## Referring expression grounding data
____________

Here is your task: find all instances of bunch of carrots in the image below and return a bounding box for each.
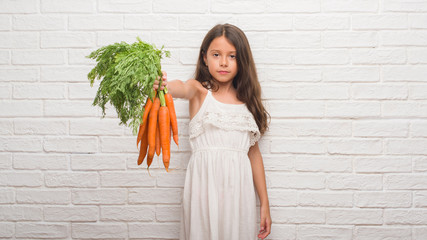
[136,87,178,172]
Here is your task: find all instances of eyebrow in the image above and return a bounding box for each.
[209,49,236,54]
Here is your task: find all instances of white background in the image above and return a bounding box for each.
[1,0,427,239]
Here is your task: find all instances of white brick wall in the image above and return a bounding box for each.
[0,0,426,239]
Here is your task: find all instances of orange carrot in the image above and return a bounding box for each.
[137,92,156,147]
[155,120,161,156]
[147,97,160,168]
[158,106,171,171]
[137,122,149,165]
[164,92,178,146]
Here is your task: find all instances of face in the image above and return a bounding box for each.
[203,35,238,85]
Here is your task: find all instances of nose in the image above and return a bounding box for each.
[220,56,228,67]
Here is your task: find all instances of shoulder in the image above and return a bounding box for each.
[186,79,208,100]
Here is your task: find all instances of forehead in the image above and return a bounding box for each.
[208,36,236,52]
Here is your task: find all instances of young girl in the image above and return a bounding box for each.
[154,24,271,240]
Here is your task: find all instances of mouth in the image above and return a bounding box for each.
[218,71,229,74]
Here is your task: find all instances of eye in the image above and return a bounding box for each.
[230,55,236,59]
[213,53,219,57]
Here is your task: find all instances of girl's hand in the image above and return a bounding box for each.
[258,204,272,239]
[154,71,167,90]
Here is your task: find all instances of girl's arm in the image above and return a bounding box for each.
[248,142,271,239]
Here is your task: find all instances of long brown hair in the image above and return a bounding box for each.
[194,24,269,135]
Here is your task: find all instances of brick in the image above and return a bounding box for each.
[152,31,205,48]
[0,50,9,64]
[295,156,352,172]
[414,157,427,172]
[0,15,10,30]
[129,222,180,239]
[271,138,325,154]
[267,33,321,49]
[355,191,411,208]
[41,32,95,48]
[44,206,98,221]
[408,48,427,63]
[263,155,294,171]
[97,31,151,46]
[385,209,427,224]
[0,206,42,221]
[211,0,264,13]
[398,138,427,155]
[327,209,382,224]
[13,15,66,30]
[156,171,186,187]
[44,136,98,153]
[355,157,412,173]
[253,49,292,65]
[328,174,382,190]
[409,84,427,99]
[384,0,427,12]
[0,67,39,82]
[0,222,14,238]
[0,83,10,98]
[69,49,96,65]
[129,188,182,204]
[236,15,292,31]
[352,84,407,99]
[0,153,12,169]
[298,225,352,240]
[45,172,98,187]
[326,102,381,118]
[355,227,411,240]
[0,189,14,204]
[12,50,65,65]
[100,206,155,221]
[71,154,125,170]
[299,191,352,207]
[69,15,123,30]
[352,14,408,29]
[296,49,350,65]
[267,0,320,13]
[412,121,427,137]
[154,0,208,13]
[72,188,127,205]
[295,15,349,30]
[271,207,325,224]
[0,120,13,135]
[266,67,322,82]
[414,228,427,239]
[156,205,181,222]
[382,31,427,46]
[125,15,178,30]
[0,0,37,13]
[268,190,297,207]
[41,66,93,82]
[261,85,293,100]
[0,137,43,152]
[414,191,427,207]
[44,100,98,117]
[16,189,70,204]
[0,32,38,49]
[268,173,325,189]
[101,171,156,187]
[13,83,65,99]
[384,102,427,118]
[269,224,296,240]
[383,66,427,82]
[41,0,95,13]
[0,100,42,117]
[16,223,68,239]
[268,101,324,118]
[352,48,406,64]
[70,119,123,136]
[353,120,408,137]
[323,0,378,12]
[68,82,98,99]
[385,174,427,190]
[100,137,138,153]
[13,153,68,170]
[323,67,379,82]
[179,15,237,31]
[72,223,127,239]
[296,84,349,99]
[324,32,377,48]
[14,119,67,135]
[99,0,151,13]
[0,172,42,187]
[410,14,427,29]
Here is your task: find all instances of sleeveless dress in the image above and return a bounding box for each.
[179,90,261,240]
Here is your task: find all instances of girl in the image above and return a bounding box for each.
[154,24,271,240]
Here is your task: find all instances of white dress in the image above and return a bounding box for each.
[180,90,261,240]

____________

## Work to be completed
Any picture in the data is to be skipped, while each line is returned exactly as written.

## Exercise result
Here is your task: find all instances of bunch of carrots in the image below and return a bounding box for each.
[136,87,178,172]
Here is your task: find all instances of eyebrow in the image above and return a bounding box for each.
[209,49,236,54]
Here is your task: find all instances of white background in the image above and return a bounding box for each.
[1,0,427,239]
Here is your task: find all instances of white brick wall in the image above and return a bounding box for each.
[0,0,426,239]
Here is your task: find all instances of orange carrot in the image above and return a bounding box for each.
[137,92,156,147]
[155,120,161,156]
[147,97,160,168]
[158,106,171,171]
[137,122,149,165]
[164,92,178,146]
Here is your task: find all instances of face in the image above and return a bounding box for each.
[203,35,238,85]
Here is your task: find all instances of nose in the image above and return a bounding box for each.
[220,56,228,67]
Here is your task: find all instances of shoulder in the image above and return a bounding box for each.
[186,79,208,100]
Here is your task: find all instances of forehead in the image above and return a bounding box for each.
[208,36,236,52]
Here is your task: find all instances of young girl in the image above and return a bounding box for each.
[154,24,271,240]
Here is your task: find all instances of mouth in the image above and return a bounding box for each.
[218,71,229,74]
Here is your task: find all instances of eye in the image above and return a bounding box for each.
[230,55,236,59]
[213,53,219,57]
Here is your task: find all instances of girl's hand in the image above and return a bounding box for each.
[258,204,272,239]
[154,71,167,90]
Here is your task: find all instances of girl's arm in the image above and return a bounding box for each.
[248,142,271,239]
Here is your task: find all instances of long brown hair in the image above and return a bounding box for each.
[194,24,269,135]
Here is your task: find all instances of brick in the image above and return a bounding box for each.
[152,31,205,48]
[0,50,9,64]
[295,156,352,172]
[414,157,427,172]
[0,15,10,30]
[129,222,180,239]
[271,138,325,154]
[267,33,321,49]
[355,191,411,208]
[41,32,95,48]
[44,206,98,221]
[408,48,427,63]
[263,155,294,171]
[97,31,151,46]
[385,209,427,224]
[0,206,42,221]
[211,0,264,13]
[398,138,427,155]
[327,209,382,224]
[13,15,66,30]
[156,171,186,187]
[44,136,98,153]
[355,157,412,173]
[253,49,292,65]
[328,174,382,190]
[409,84,427,99]
[384,0,427,12]
[0,67,39,82]
[0,222,14,238]
[0,83,10,98]
[69,49,96,65]
[129,188,182,204]
[236,15,292,31]
[352,84,407,99]
[0,153,12,169]
[298,225,352,240]
[45,172,98,187]
[326,102,381,118]
[355,227,411,240]
[0,189,14,204]
[12,50,65,65]
[100,206,155,221]
[71,154,125,170]
[299,191,352,207]
[69,15,123,30]
[352,14,408,29]
[296,49,350,65]
[267,0,320,13]
[412,121,427,137]
[154,0,208,13]
[72,188,127,205]
[295,15,349,30]
[271,207,325,224]
[0,120,13,135]
[266,67,322,82]
[414,228,427,239]
[156,205,181,222]
[382,31,427,46]
[125,15,178,30]
[0,0,37,13]
[268,190,297,207]
[41,66,93,82]
[261,85,293,100]
[0,137,43,152]
[414,191,427,207]
[44,100,98,117]
[16,189,70,204]
[0,32,38,49]
[268,173,325,189]
[101,171,156,187]
[13,83,65,99]
[384,102,427,118]
[269,224,296,240]
[383,66,427,82]
[41,0,95,13]
[0,100,42,117]
[16,223,68,239]
[268,101,324,118]
[352,48,406,64]
[70,119,123,136]
[353,120,408,137]
[323,0,378,12]
[68,82,98,99]
[385,174,427,190]
[100,137,138,153]
[13,153,68,170]
[323,67,379,82]
[179,15,237,31]
[72,223,127,239]
[296,84,349,99]
[324,32,377,48]
[14,119,67,135]
[99,0,151,13]
[0,172,42,187]
[410,14,427,29]
Here is your task: find all instances of sleeveless dress in the image above and return a bounding box for each.
[179,90,261,240]
Here is your task: find all instances of girl in the image above and return a bounding box for each.
[154,24,271,240]
Here is your task: find all instances of white dress in the image above and return a bounding box for each.
[180,90,261,240]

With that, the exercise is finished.